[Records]
>> begin

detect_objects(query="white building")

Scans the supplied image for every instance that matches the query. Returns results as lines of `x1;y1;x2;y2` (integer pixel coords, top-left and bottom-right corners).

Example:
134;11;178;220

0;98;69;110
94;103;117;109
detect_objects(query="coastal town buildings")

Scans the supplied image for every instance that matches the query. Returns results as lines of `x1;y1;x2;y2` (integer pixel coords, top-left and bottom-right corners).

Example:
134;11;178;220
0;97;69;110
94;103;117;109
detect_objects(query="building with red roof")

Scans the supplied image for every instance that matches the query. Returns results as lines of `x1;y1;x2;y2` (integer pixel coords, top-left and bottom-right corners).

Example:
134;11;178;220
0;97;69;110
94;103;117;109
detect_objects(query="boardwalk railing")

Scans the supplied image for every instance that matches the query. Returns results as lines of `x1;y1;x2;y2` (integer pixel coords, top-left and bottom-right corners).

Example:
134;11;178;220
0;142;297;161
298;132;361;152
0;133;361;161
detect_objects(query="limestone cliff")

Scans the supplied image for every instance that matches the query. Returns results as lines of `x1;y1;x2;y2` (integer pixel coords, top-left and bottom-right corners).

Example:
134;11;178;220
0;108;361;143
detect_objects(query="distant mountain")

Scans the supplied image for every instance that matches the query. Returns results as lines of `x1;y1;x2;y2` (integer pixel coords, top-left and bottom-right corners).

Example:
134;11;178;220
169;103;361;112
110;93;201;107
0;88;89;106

>> end

STATED PROBLEM: Copy out every line, beginning with the first line of the rows and going on through the line containing "0;133;361;161". Multiply each bounding-box coordinate in the answers by 0.3 and round it to a whole number, with halves rounding up, and leave all other text unchanged.

SOLUTION:
detect_objects(query="white building")

Scans the supplied image for every instance that matches the query. Returns results as lines of `x1;y1;x2;y2` (integer pixel coords, top-left and bottom-right corners).

Example:
134;11;178;220

0;29;21;33
28;31;35;33
detect_objects(query="coastal town buildings")

Scans the supplied image for every instance that matches the query. Returns results as lines of `x1;y1;x2;y2` (integer pixel coords, top-left and bottom-right corners).

Example:
134;11;178;220
0;29;21;33
28;31;35;33
detect_objects(query="building with red roof")

Scans the supplied image for every instance that matches the query. Returns results as lines of `x1;y1;x2;y2` (integer pixel coords, top-left and bottom-right corners).

Example:
134;11;178;220
0;29;21;33
28;31;35;33
detect_objects(query="boardwalk railing")

Scans the supplied image for every instance that matches the query. Returns results as lines of `x1;y1;x2;y2` (integer pixel coords, top-left and bottom-right corners).

Example:
134;11;178;220
0;43;89;48
89;40;108;46
0;40;108;48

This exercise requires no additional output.